Can you reproduce the listing below with "stony" substituted for every "rocky", keeping all else unchanged and leaving out the pictures?

## START Supplied data

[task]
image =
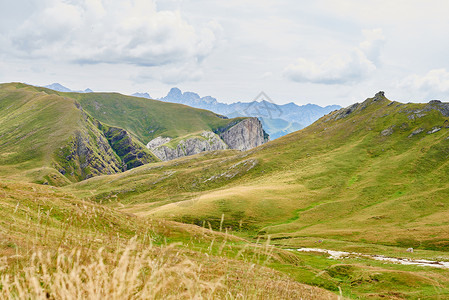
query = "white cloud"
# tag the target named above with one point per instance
(100, 31)
(373, 44)
(339, 69)
(170, 74)
(434, 82)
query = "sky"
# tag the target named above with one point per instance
(322, 52)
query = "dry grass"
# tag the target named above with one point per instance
(152, 273)
(146, 272)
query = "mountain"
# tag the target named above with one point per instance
(346, 205)
(283, 119)
(58, 137)
(60, 88)
(142, 95)
(370, 178)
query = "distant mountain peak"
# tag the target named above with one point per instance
(57, 87)
(142, 95)
(278, 120)
(60, 88)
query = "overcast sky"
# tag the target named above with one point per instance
(322, 51)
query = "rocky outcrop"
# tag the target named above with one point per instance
(240, 135)
(98, 149)
(206, 141)
(245, 135)
(344, 112)
(87, 154)
(132, 153)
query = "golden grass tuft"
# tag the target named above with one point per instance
(151, 273)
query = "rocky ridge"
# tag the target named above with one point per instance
(241, 135)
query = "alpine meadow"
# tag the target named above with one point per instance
(336, 186)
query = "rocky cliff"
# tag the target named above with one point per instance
(206, 141)
(97, 149)
(245, 135)
(241, 135)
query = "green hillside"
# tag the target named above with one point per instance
(359, 170)
(371, 178)
(147, 119)
(56, 138)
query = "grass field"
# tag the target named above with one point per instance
(374, 182)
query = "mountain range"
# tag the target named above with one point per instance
(278, 120)
(60, 88)
(355, 205)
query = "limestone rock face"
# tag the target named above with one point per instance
(206, 141)
(245, 135)
(241, 135)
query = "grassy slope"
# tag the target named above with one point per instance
(32, 125)
(314, 182)
(339, 181)
(36, 218)
(147, 119)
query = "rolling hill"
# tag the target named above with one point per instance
(369, 179)
(278, 120)
(358, 166)
(56, 137)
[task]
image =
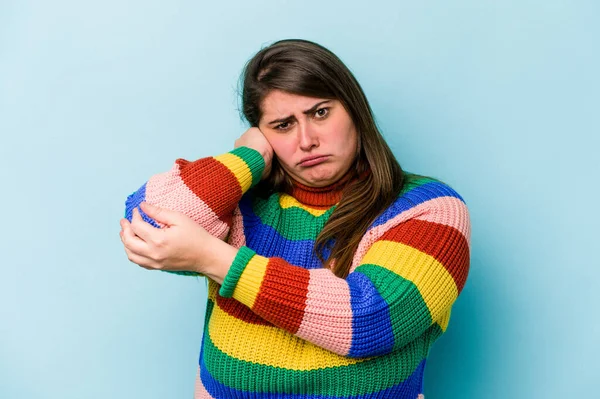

## END Supplied data

- Output of the task:
[task]
image =
query = "white cloud"
# tag the target named above with one point per instance
(100, 31)
(373, 44)
(339, 69)
(170, 74)
(434, 82)
query = "sky"
# tag the target named above with one point per instance
(322, 52)
query = "dry grass"
# tag the target named above with one point per instance
(152, 273)
(146, 272)
query = "mountain"
# tag the target named above with one point per instance
(346, 205)
(283, 119)
(58, 137)
(60, 88)
(142, 95)
(370, 178)
query = "distant mountain peak"
# tag the target named above with one point per instance
(57, 87)
(142, 95)
(278, 120)
(60, 88)
query = "overcast sky"
# tag the target named above with one point per instance
(322, 51)
query = "stony outcrop"
# tag the target named above with one point per instance
(240, 135)
(98, 149)
(206, 141)
(245, 135)
(344, 112)
(87, 154)
(132, 153)
query = "golden grass tuft"
# tag the target named above with one point per instance
(151, 273)
query = "stony ridge"
# tag the target named above with one point per instance
(241, 135)
query = "alpine meadow"
# tag the target named above with one point per instance
(336, 186)
query = "stony cliff"
# tag the target named above with one point per instance
(206, 141)
(97, 149)
(245, 135)
(241, 135)
query = "green hillside"
# tag the target named above with one point per instance
(359, 170)
(371, 178)
(147, 119)
(56, 138)
query = "grass field"
# tag the target named above with one point per instance
(374, 182)
query = "mountain range"
# tag the target named above with one point per instance
(278, 120)
(60, 88)
(355, 205)
query = "limestone rock face"
# tag the target named above with one point per instance
(206, 141)
(245, 135)
(241, 135)
query = "grassy slope"
# tag the target named above with one point per instance
(32, 125)
(314, 182)
(339, 181)
(36, 218)
(147, 119)
query = "rolling hill"
# tag the target named above with one point per instance
(369, 179)
(278, 120)
(358, 166)
(56, 137)
[task]
image =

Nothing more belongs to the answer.